2012年2月15日水曜日

『法とは何か』(長谷部恭男)読みました。

「波線部分が示すものは、次のうちどれか」。
文章読解のテストでよくこんな問題があります。
例文中に出てくる
「これ」「それ」「あれ」などの指示語に
波線とかをつけて、それに対応するものを、
いつくかの選択肢のうちから選ばせる問題です。

ぼく、このたぐいの問題は得意でした。
というか、面白くできた。
正解かどうかは別にして、
なんだかパズルを解いているみたいで楽しかったんです。

でもね。
それって世の中にあふれている
いろんな文章の読解力をつけるには、
多少の役には立つのかもしれないけど、
ちょっとヘンだなって思うようになってきたんです。
この設問ができちゃうこと自体が、なんだかなぁって。
本づくりの仕事をやるようになってから、とくに。

だって「これ」「それ」「あれ」の本体を、
わざわざパズルのピースみたいに
探し出さなきゃいけない文章って、ヘンじゃないですか。

理解しなきゃいけないのは、
その文章が「何を言っているか」であって
文章の形とか構造とかじゃないでしょ。

━━━

- 課題
本文のうち、「正解かどうかは別にして、」で始まり「探し出さなきゃいけない文章って、ヘンじゃないですか。」まで続く部分を、一字も変えずに写してください。 本文だけを手がかりに答えてください。

- 行一覧
━━━

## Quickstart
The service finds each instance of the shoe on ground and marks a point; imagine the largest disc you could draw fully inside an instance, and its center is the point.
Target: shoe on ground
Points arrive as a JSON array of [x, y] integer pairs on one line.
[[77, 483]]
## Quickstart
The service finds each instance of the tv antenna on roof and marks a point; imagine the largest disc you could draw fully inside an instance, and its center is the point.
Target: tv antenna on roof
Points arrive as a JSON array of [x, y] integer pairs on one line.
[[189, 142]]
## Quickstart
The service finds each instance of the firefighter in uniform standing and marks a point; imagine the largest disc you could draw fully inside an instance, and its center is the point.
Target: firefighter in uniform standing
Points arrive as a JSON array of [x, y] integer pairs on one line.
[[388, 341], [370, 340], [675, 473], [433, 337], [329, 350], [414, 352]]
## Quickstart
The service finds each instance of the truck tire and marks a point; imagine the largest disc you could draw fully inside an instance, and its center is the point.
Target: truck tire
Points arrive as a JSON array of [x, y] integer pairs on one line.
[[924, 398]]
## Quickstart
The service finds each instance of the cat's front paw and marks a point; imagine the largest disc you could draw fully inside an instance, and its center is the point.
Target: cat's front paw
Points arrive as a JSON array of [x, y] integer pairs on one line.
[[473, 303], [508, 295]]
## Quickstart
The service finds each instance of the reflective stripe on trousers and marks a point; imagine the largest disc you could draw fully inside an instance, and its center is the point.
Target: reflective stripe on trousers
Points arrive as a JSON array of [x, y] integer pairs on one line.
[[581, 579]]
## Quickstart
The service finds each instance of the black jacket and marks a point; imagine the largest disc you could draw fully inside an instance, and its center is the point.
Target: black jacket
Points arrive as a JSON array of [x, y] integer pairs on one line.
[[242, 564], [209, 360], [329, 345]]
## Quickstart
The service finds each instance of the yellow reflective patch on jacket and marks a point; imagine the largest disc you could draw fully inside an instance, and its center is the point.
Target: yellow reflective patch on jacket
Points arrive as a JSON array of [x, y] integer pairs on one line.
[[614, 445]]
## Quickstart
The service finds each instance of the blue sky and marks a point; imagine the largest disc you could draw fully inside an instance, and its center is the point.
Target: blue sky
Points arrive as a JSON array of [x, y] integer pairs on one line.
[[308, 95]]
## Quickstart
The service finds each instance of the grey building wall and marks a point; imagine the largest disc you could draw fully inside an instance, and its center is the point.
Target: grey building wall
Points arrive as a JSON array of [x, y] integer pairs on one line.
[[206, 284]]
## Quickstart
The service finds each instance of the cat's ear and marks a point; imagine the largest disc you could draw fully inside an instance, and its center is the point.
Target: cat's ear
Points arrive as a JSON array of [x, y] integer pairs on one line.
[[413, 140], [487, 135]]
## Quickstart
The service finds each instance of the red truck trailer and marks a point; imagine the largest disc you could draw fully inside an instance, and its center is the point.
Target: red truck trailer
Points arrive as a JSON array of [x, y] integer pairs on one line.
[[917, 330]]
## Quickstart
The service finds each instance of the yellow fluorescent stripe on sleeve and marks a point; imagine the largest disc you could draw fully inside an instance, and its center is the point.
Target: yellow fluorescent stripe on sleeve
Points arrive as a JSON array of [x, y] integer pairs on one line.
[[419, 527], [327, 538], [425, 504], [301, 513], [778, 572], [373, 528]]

━━━

- 回答
正解かどうかは別にして、
なんだかパズルを解いているみたいで楽しかったんです。

でもね。
それって世の中にあふれている
いろんな文章の読解力をつけるには、
多少の役には立つのかもしれないけど、
ちょっとヘンだなって思うようになってきたんです。
この設問ができちゃうこと自体が、なんだかなぁって。
本づくりの仕事をやるようになってから、とくに。

だって「これ」「それ」「あれ」の本体を、
わざわざパズルのピースみたいに
探し出さなきゃいけない文章って、ヘンじゃないですか。